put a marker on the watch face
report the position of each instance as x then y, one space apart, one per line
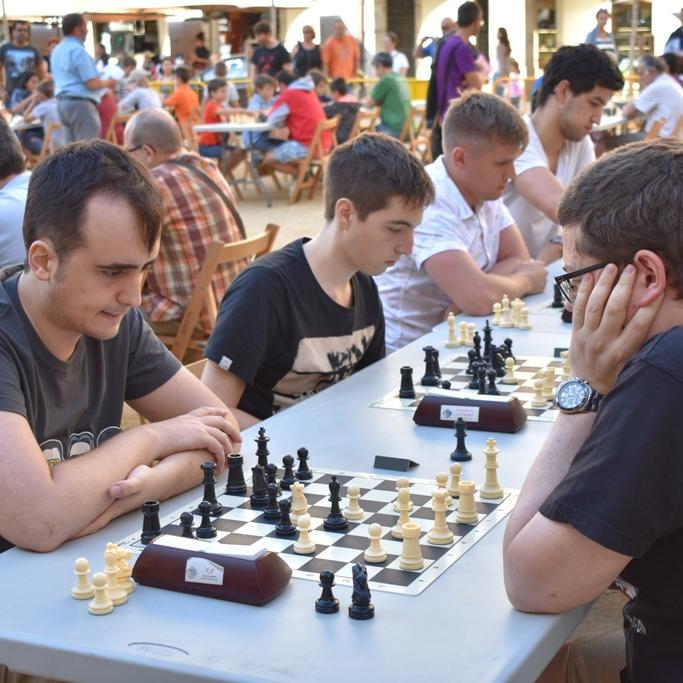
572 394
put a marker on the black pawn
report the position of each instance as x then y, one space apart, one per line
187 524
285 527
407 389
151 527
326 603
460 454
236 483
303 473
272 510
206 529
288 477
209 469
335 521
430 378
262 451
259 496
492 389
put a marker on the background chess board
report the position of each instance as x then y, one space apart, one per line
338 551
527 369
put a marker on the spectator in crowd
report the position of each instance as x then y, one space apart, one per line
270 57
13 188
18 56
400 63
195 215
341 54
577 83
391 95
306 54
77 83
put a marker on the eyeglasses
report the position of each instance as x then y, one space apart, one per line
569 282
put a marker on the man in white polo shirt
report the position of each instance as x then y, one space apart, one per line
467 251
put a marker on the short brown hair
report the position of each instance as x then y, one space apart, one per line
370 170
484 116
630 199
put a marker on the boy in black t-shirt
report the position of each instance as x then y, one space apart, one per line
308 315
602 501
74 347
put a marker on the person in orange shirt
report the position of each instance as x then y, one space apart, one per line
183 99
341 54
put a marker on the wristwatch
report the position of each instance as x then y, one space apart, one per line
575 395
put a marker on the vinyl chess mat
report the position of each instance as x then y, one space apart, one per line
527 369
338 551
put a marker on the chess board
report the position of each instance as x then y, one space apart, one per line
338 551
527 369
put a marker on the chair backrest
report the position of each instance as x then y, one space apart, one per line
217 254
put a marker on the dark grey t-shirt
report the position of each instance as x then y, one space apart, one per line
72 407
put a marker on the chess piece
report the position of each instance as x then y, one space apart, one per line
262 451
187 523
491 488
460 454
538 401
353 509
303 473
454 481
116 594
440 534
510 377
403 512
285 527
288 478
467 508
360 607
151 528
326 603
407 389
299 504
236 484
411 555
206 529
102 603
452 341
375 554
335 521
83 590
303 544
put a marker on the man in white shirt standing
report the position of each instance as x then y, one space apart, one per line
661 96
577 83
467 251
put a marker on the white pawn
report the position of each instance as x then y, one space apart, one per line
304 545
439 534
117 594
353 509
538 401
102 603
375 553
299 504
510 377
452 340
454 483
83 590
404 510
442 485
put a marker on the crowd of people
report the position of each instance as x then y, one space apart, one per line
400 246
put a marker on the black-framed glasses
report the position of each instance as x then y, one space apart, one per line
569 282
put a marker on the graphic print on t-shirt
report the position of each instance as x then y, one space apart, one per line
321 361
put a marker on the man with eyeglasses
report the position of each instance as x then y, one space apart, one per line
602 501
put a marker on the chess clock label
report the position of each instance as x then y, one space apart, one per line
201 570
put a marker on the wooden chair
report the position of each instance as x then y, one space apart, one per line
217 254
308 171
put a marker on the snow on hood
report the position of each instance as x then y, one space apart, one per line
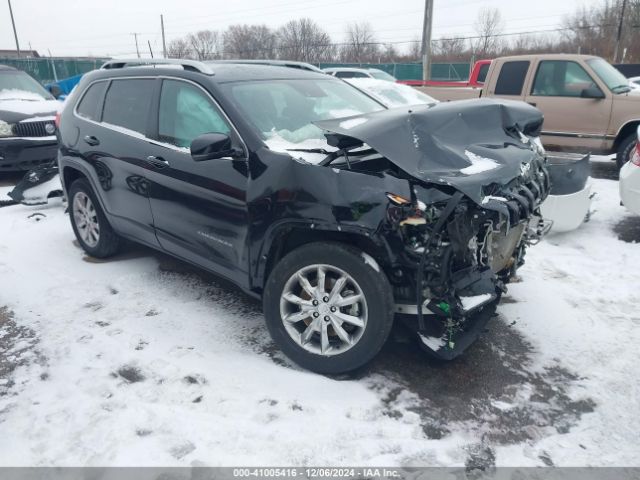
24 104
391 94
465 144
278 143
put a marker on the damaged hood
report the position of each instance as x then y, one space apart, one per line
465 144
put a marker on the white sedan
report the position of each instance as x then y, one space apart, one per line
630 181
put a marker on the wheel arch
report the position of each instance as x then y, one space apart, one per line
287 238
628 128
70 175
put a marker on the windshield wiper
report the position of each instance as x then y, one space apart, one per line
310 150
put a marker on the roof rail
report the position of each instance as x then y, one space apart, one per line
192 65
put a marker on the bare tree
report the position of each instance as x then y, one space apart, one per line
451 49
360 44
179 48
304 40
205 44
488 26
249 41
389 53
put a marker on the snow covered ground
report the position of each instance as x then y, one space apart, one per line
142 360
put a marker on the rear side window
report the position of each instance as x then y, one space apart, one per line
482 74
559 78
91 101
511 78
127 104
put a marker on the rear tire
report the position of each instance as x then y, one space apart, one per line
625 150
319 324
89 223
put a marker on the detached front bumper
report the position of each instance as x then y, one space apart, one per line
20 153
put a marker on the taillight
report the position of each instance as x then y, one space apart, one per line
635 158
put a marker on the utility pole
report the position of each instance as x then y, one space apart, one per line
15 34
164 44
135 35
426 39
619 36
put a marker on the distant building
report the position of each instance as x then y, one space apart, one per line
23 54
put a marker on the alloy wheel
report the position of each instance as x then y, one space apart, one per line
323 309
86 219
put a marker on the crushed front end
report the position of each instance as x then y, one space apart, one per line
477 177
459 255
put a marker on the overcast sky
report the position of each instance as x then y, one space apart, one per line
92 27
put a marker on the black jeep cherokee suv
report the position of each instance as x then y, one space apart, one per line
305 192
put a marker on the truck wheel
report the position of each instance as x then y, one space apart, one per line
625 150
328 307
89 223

WHAT IS NEEDED
Quote the listing above in full, except for the pictures.

WRITTEN RESPONSE
put a marker on the watch face
report the position of each instance as x then y, one space apart, one per line
572 394
put a marker on the black pawn
report the position of each instance as x then y, one space apart, one per line
187 524
285 527
407 389
151 527
326 603
460 454
236 483
303 473
272 510
206 529
288 477
209 469
335 521
430 378
262 451
259 496
492 389
put a marker on the background chess board
report the position of each instance as x then y, one space apart, one per line
338 551
527 369
put a marker on the spectator in crowd
report the position of each instance as x then y, one space apart, one per line
270 57
13 188
18 56
400 63
195 215
341 54
577 83
391 95
306 54
77 83
put a marker on the eyeglasses
report the position of each instance as x then y, one space apart, one per line
569 282
put a marker on the man in white polo shirt
report the position of each instance as x then y, one space apart, one per line
467 251
put a marker on the short brown hair
report the position of each instance as x then y, one space apart, one per line
370 170
484 116
630 199
put a marker on the boy in black t-shirt
report the position of each instance as x then y, one space apart, one per line
308 315
602 501
74 347
put a marker on the person in orange shirt
report the position of each instance as x then y, one space apart, one per line
183 99
341 54
put a marker on the wristwatch
report the position of each instance as x then y, one space apart, one per line
575 395
put a marker on the vinyl chess mat
report the position of each instance as x then y, one space apart, one per line
527 369
338 551
put a marker on the chess board
report the position of each instance as x then y, one space apart, one per line
338 551
527 369
put a marker on the chair backrest
report the position of each instance as x then y, one space apart, one per line
217 254
put a marker on the dark grey t-shirt
report the position of each instance as x then y, one space apart, one per line
72 407
put a marker on the chess piece
report the position of each instance as x then y, one space apart, one per line
262 451
187 523
491 488
460 454
538 401
353 509
303 473
454 481
116 594
440 534
510 377
403 512
285 527
288 478
467 508
360 607
151 528
326 603
407 389
299 504
236 484
411 555
206 529
102 603
452 341
375 554
335 521
83 590
303 544
put a marker on the man in white shirt standing
report the position of each instance as x then y, one space apart, one per line
661 96
577 83
467 251
put a marker on the white pawn
report the position of each instance as x then y, one space apart, one per line
304 545
439 534
117 594
353 509
538 401
102 603
375 553
299 504
510 377
452 340
454 483
83 590
404 510
442 485
put a marker on the crowd of people
report the position of each instance as x then y, one space apart, one per line
400 246
put a marker on the black-framed glasses
report the position of each instance as x then y, one space apart, one per line
569 282
put a marker on the graphic print on t-shirt
report the position of each instance as x then y, one space apart, one per line
321 361
put a marker on the man with eyeglasses
report the position of each instance as x then y, one space apart, one per line
602 501
put a marker on the chess clock label
report the position of each instance as x then y, one space apart, one per line
201 570
put a marker on the wooden chair
report the position of each instance as x then y, one space apart, one per line
217 254
308 171
put a marker on the snow on hood
report the position of each instance as x then y, one space apart, one per line
24 104
391 94
465 144
278 143
put a marker on the damaged hood
report the position of each instance as x then y, one space apart, one per line
465 144
put a marker on the white sedan
report the position of each instance as x then y, one space apart, one per line
630 181
put a marker on the wheel arch
report the position of each instance as x then y, one space apart, one per line
287 238
628 128
70 175
put a marker on the windshield wiper
report the position of each instance as x then y, one space apart, one per line
310 150
put a marker on the roof rail
report the position of each instance as x then y, one space apart, one per line
192 65
put a marker on the bare tree
report the position of each instance as x then y, one space apart, one per line
451 49
360 44
179 48
304 40
205 44
488 26
249 41
389 53
put a marker on the snow covered ground
report the position of each instance as x then y, one space apart, one per line
142 360
put a marker on the rear side window
report the position of each instance as x then y, one space apart, one per line
482 74
559 78
91 101
511 78
127 104
put a marker on the rear tire
report the position of each instance as x then y, one space apart, one per line
625 150
319 324
89 223
put a marker on the detached front bumper
report the position of each instance as x then y, one space apart, one per line
20 153
put a marker on the taillight
report the position of each instance as x then y, one space apart, one per line
635 158
put a marker on the utility pole
report the position of each instance as x then y, one space apart, one per line
15 34
164 44
135 35
426 39
619 36
put a marker on the distant building
report the position of each instance as x then y, one space apart, one per line
23 54
put a marker on the alloy wheel
report the position of each instance as x then y, one space apart, one per line
323 309
86 219
put a marker on the crushed front end
report the position of each instance as x then y, one space apart, one per line
477 177
459 255
put a marker on the overcast sky
report the position of each instance as x then y, one space apart, one per line
92 27
put a marker on the black jeep cherokee suv
report the position of each instance as x then y, one space apart, one per line
305 192
put a marker on the truck wheel
report the position of each instance as x then y, one space apart, one per line
625 150
328 307
89 223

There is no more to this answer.